*Tekst om lezen*:
○ ○ ○ ○ ○
2 De Technische commissie bodembeweging brengt aan Onze Minister advies uit omtrent het eerste lid, onderdeel f.

3 Bij of krachtens algemene maatregel van bestuur kunnen nadere regels worden gesteld met betrekking tot het winningsplan.

Artikel 36

1. Onze Minister kan zijn instemming met het opgestelde winningsplan slechts geheel of gedeeltelijk weigeren:

a. indien het in het winningsplan aangeduide gebied door Onze Minister niet geschikt wordt geacht voor de in het winningsplan vermelde activiteit om reden van het belang van de veiligheid voor omwonenden of het voorkomen van schade aan gebouwen of infrastructurele werken of de functionaliteit daarvan,

b. in het belang van het planmatig gebruik of beheer van delfstoffen, aardwarmte, andere natuurlijke rijkdommen, waaronder grondwater met het oog op de winning van drinkwater, of mogelijkheden tot het opslaan van stoffen,

c. indien nadelige gevolgen voor het milieu ontstaan, of

d. indien nadelige gevolgen voor de natuur worden veroorzaakt.

2. Onze Minister kan zijn instemming verlenen onder beperkingen of daaraan voorschriften verbinden, indien deze gerechtvaardigd worden door een grond als genoemd in het eerste lid.

[…].

Mijnbouwbesluit

Artikel 24

1. Het winningsplan, bedoeld in artikel 34, eerste lid, van de wet voor de winning van koolwaterstoffen bevat:

a. een beschrijving van de verwachte hoeveelheid en de samenstelling van de aanwezige koolwaterstoffen, onderverdeeld naar reservoirlaag en reservoircompartiment;

b. een opgaaf van de gegevens met betrekking tot de structuur van het voorkomen, onderverdeeld naar reservoirlaag en reservoircompartiment, met bijbehorende geologische, geofysische en petrofysische studies en de daarbij gehanteerde onzekerheidsanalyses;

c. een beschrijving van een wijze van winning die niet in strijd is met de bij of krachtens dit besluit geldende wettelijke voorschriften inzake winning van koolwaterstoffen;

d. een beschrijving van het mijnbouwwerk en de ligging ervan;

e. een opgaaf van het aantal boorgaten dat bij de winning wordt gebruikt;

f. een opgaaf van de volgorde en het tijdsbestek van het maken van de boorgaten;

g. een opgaaf van de ligging, lengte en diameter van de verbuizing van de boorgaten;

h. een opgaaf van de plaats en wijze waarop de koolwaterstoffen in de verbuizing treden;

i. een opgaaf van de samenstelling en hoeveelheden van de stoffen, die jaarlijks onvermijdelijk bij de winning van koolwaterstoffen meekomen;

j. een opgaaf van de hoeveelheden gewonnen koolwaterstoffen die jaarlijks bij de winning wordt gebruikt, afgeblazen of afgefakkeld;

k. een opgaaf van de samenstelling en hoeveelheden delfstoffen en andere stoffen die jaarlijks bij de winning in de ondergrond worden teruggebracht;

l. een opgaaf van de jaarlijkse kosten van de winning, onderverdeeld in kosten voor investeringen, onderhoud, bedrijfvoering, en de kosten van het verlaten en verwijderen van mijnbouwwerken;

m. een kaart met daarop de contouren van de verwachte uiteindelijke mate van bodemdaling;

n. een overzicht met het verloop van de verwachte mate van bodemdaling in de tijd;

o. een opgaaf van de onzekerheid omtrent de verwachte mate van bodemdaling als bedoeld in de onderdelen m en n;

p. een risico-analyse omtrent bodemtrillingen als gevolg van de winning;

q. een beschrijving van de mogelijke omvang en verwachte aard van de schade door bodembeweging;

r. een beschrijving van de maatregelen die worden genomen om bodembeweging te voorkomen of te beperken, en

s. een beschrijving van de maatregelen die worden genomen om schade door bodembeweging te voorkomen of te beperken.
○ ○ ○ ○ ○
Beeldgebonden aanwijsgegevens
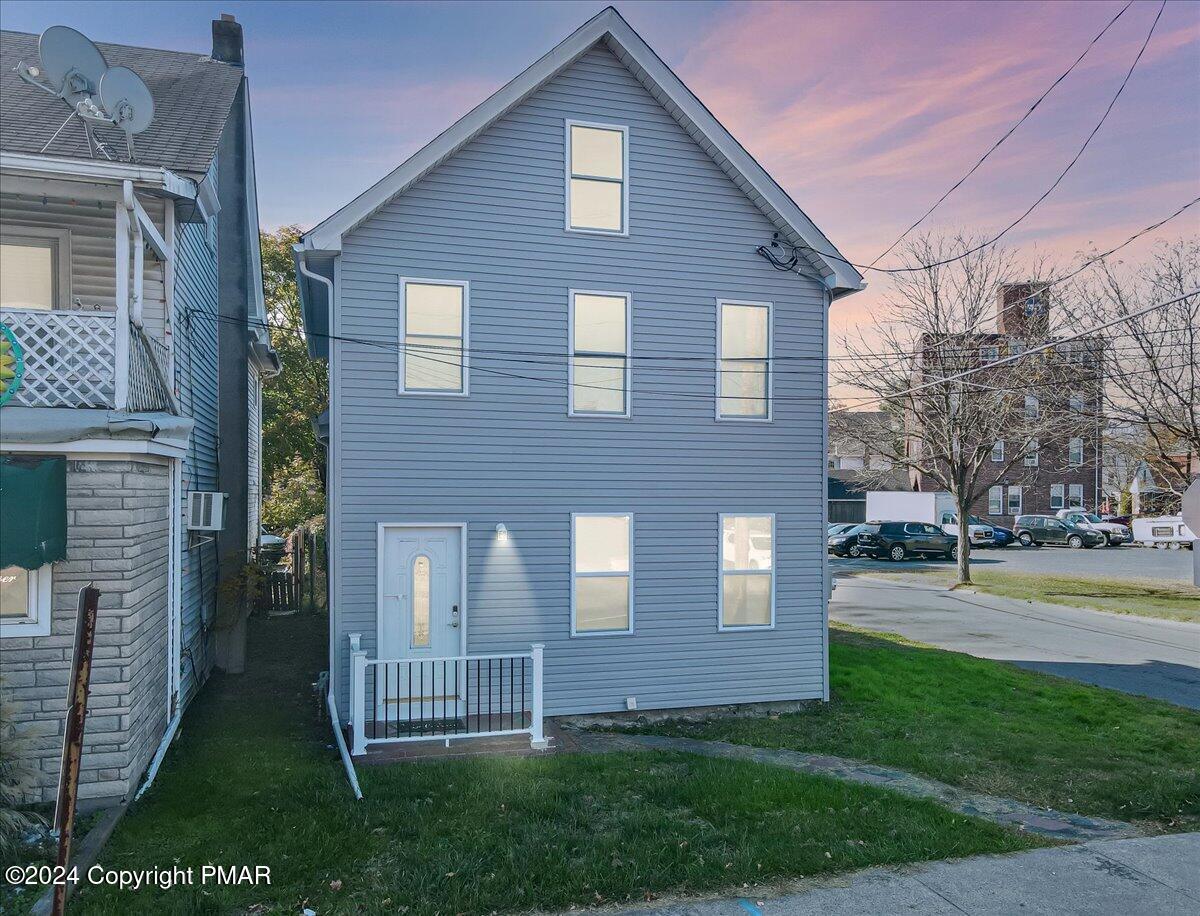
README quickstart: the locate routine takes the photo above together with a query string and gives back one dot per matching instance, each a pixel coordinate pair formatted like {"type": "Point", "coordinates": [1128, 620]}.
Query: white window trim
{"type": "Point", "coordinates": [465, 285]}
{"type": "Point", "coordinates": [624, 181]}
{"type": "Point", "coordinates": [40, 598]}
{"type": "Point", "coordinates": [1071, 451]}
{"type": "Point", "coordinates": [588, 634]}
{"type": "Point", "coordinates": [570, 354]}
{"type": "Point", "coordinates": [1061, 496]}
{"type": "Point", "coordinates": [11, 232]}
{"type": "Point", "coordinates": [771, 361]}
{"type": "Point", "coordinates": [1020, 501]}
{"type": "Point", "coordinates": [1000, 500]}
{"type": "Point", "coordinates": [721, 572]}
○ ○ ○ ○ ○
*Doel opdracht*:
Haal uit de tekst over het winningsplan letterlijk het stuk dat begint bij "1. Onze Minister" en eindigt bij "natuur worden veroorzaakt.".

*Uitvoer oefening*:
1. Onze Minister kan zijn instemming met het opgestelde winningsplan slechts geheel of gedeeltelijk weigeren:

a. indien het in het winningsplan aangeduide gebied door Onze Minister niet geschikt wordt geacht voor de in het winningsplan vermelde activiteit om reden van het belang van de veiligheid voor omwonenden of het voorkomen van schade aan gebouwen of infrastructurele werken of de functionaliteit daarvan,

b. in het belang van het planmatig gebruik of beheer van delfstoffen, aardwarmte, andere natuurlijke rijkdommen, waaronder grondwater met het oog op de winning van drinkwater, of mogelijkheden tot het opslaan van stoffen,

c. indien nadelige gevolgen voor het milieu ontstaan, of

d. indien nadelige gevolgen voor de natuur worden veroorzaakt.